Data for the task:
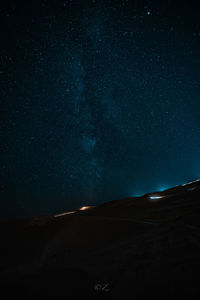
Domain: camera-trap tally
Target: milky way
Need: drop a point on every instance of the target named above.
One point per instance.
(100, 100)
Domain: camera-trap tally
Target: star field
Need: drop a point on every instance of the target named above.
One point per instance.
(99, 100)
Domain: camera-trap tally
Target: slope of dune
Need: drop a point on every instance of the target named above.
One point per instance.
(125, 249)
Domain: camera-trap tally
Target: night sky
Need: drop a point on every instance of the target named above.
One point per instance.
(100, 100)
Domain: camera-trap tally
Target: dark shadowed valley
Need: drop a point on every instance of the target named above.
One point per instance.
(132, 248)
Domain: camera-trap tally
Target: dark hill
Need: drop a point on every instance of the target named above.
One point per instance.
(126, 249)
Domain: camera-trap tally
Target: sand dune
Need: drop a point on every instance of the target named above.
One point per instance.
(133, 247)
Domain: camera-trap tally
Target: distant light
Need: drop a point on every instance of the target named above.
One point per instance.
(156, 197)
(85, 207)
(162, 188)
(63, 214)
(191, 182)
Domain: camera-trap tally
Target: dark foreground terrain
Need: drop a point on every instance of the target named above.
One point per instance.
(134, 248)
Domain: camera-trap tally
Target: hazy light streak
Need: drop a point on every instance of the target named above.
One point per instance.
(66, 213)
(85, 207)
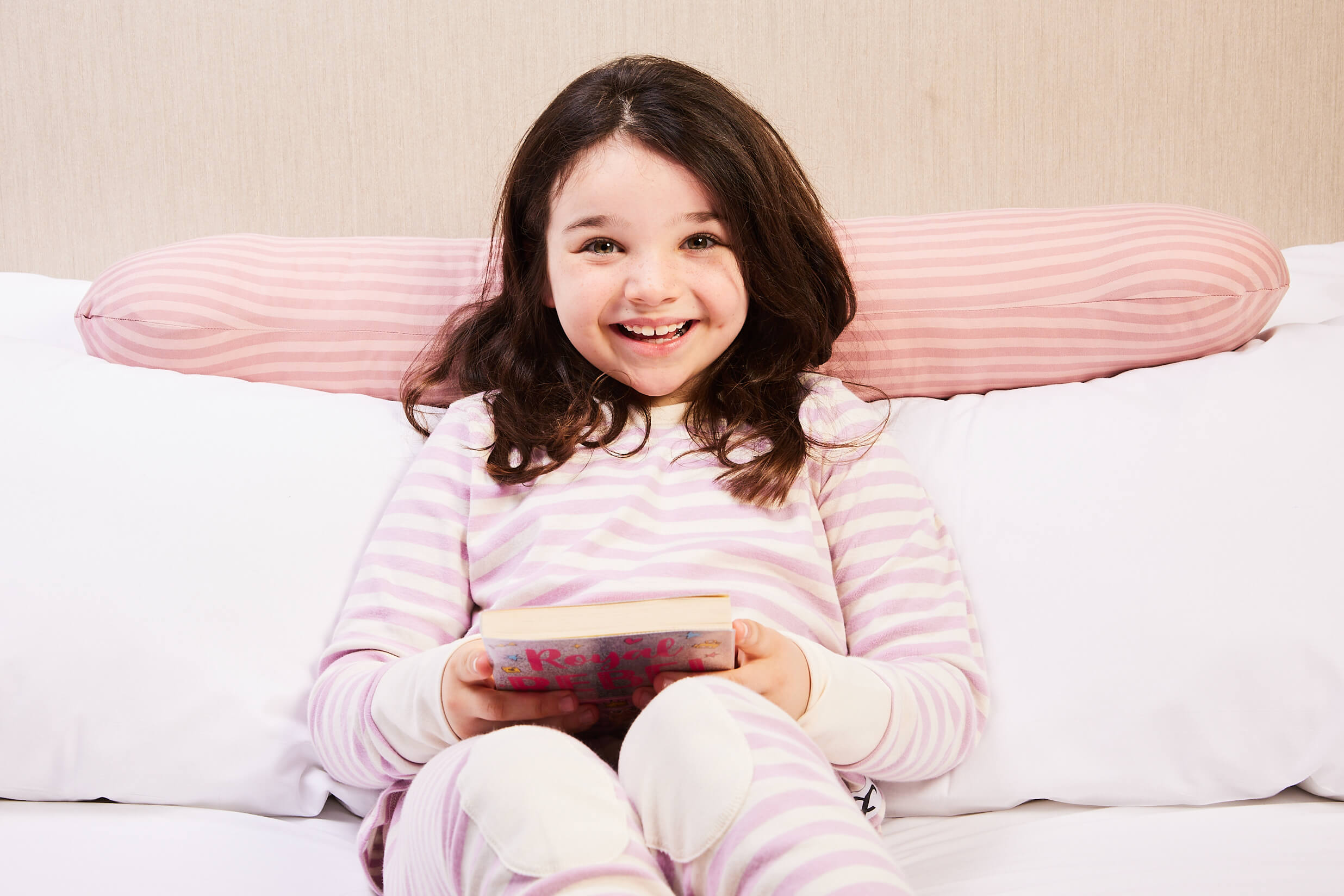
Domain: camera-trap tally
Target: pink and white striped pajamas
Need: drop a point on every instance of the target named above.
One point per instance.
(718, 791)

Written problem: Rewrite all of the lines above with every occurrence of "drop a point" changed to "place a marker", keeping everything else the same and leaving the pictures out.

Result of this task:
Domain: camera-trap tally
Target: milky way
Need: place a marker on every instance of the target named above.
One point per instance.
(100, 100)
Domain: camera-trap tally
Target: star field
Need: place a marker on every instance of the target named above.
One point per instance.
(99, 100)
Domain: camera-trap tally
Target: slope of dune
Need: place a marker on every instance of the target named above.
One point per instance.
(125, 249)
Domain: camera-trap tally
Target: night sky
Need: place a marker on every instance of the target named above.
One point per instance.
(100, 100)
Domain: camera-trap tally
Target: dark shadowed valley
Need: place a marker on every instance of the target named above.
One point per instance.
(132, 248)
Domain: camera-trap tally
Target: dark hill
Need: place a marker on every instance of the target named above.
One point per instance.
(126, 249)
Domain: camera-trap tally
Target: sand dune
Need: place a marker on every instance of the target named above.
One point per instance.
(133, 247)
Domain: camera-trap tally
Target: distant light
Need: place a marker on every instance of the target named above.
One point per instance.
(156, 197)
(85, 207)
(162, 188)
(63, 214)
(191, 182)
Domain: camera-trap tally
Target: dark foreground terrain
Need: place a marker on every instance of the target named above.
One point per instance.
(134, 248)
Domain: camera-trap tally
Target: hazy light streak
Need: place a marker on every instance of the target named above.
One point per instance.
(66, 213)
(85, 207)
Domain: camera-trap tally
Target: pink and white striped pajamas
Need: place a marker on every instance of the target named above.
One point per instance.
(718, 791)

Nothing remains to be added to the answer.